● What the task requires: Which lines in the material below contain the string "chrome"? Gather every such line and copy each one in full.

------------------------

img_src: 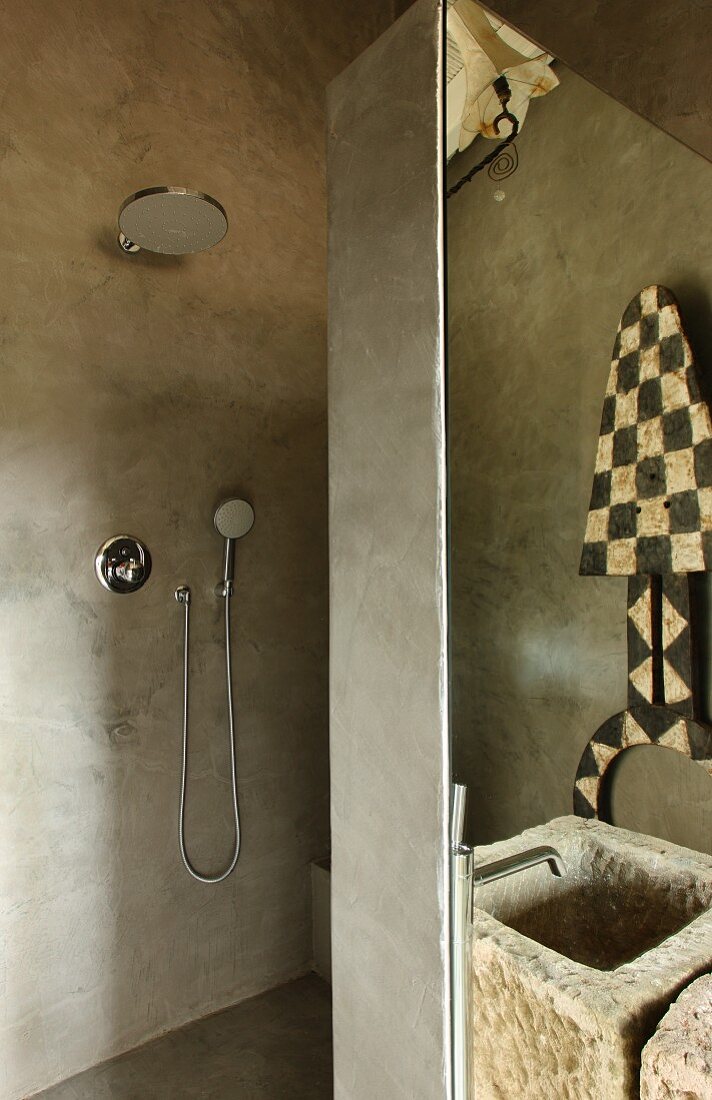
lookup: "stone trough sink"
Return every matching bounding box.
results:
[471,817,712,1100]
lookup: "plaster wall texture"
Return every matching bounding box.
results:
[0,0,398,1100]
[448,68,712,853]
[328,0,449,1100]
[485,0,712,160]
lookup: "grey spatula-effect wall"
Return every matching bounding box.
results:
[329,0,449,1100]
[448,67,712,851]
[0,0,404,1100]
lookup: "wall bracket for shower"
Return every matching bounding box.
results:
[119,187,228,256]
[95,535,151,595]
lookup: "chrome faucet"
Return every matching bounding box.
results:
[450,783,566,1100]
[472,845,566,887]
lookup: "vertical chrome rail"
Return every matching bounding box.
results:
[450,783,472,1100]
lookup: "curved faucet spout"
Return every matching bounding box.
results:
[472,845,566,887]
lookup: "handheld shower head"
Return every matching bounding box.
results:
[215,497,254,539]
[215,497,254,597]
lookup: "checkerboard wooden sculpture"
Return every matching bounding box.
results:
[573,286,712,817]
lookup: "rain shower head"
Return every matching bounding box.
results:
[119,187,228,256]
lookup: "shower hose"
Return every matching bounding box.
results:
[178,589,240,883]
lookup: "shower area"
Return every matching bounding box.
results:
[0,0,407,1100]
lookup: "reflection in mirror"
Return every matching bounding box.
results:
[447,12,712,1100]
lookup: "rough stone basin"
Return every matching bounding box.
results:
[472,817,712,1100]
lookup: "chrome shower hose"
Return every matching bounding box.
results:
[176,586,240,884]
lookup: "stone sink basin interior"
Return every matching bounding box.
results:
[473,833,712,970]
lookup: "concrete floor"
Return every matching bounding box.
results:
[34,975,332,1100]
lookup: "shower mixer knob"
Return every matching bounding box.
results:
[95,535,151,594]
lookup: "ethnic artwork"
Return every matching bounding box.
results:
[573,286,712,817]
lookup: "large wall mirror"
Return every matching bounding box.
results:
[446,0,712,1100]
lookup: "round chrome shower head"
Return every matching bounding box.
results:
[119,187,228,256]
[215,497,254,539]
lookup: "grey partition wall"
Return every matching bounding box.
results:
[328,0,449,1100]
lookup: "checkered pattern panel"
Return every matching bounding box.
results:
[627,574,694,718]
[573,704,712,820]
[580,286,712,576]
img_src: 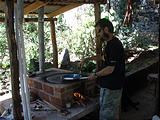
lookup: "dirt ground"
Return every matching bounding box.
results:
[80,79,158,120]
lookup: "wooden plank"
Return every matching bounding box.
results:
[5,0,23,120]
[46,4,83,18]
[24,0,48,14]
[50,21,58,68]
[48,0,107,4]
[94,3,102,71]
[0,18,57,22]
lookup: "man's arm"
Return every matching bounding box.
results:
[95,66,115,77]
[80,54,102,68]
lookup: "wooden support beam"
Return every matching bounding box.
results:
[38,7,45,72]
[24,0,48,14]
[94,3,102,71]
[0,18,57,22]
[50,21,58,68]
[5,0,23,120]
[49,0,107,4]
[23,18,57,22]
[46,4,82,18]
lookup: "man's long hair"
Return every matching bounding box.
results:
[95,18,114,33]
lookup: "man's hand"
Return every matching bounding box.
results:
[79,59,86,69]
[88,73,97,80]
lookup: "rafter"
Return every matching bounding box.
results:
[24,0,49,14]
[48,0,107,4]
[46,4,82,18]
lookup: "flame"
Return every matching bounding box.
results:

------------------------

● Exercise output:
lookup: "chrome faucet"
lookup: "vertical chrome rail"
lookup: "chrome shower hose"
lookup: "round chrome shower head"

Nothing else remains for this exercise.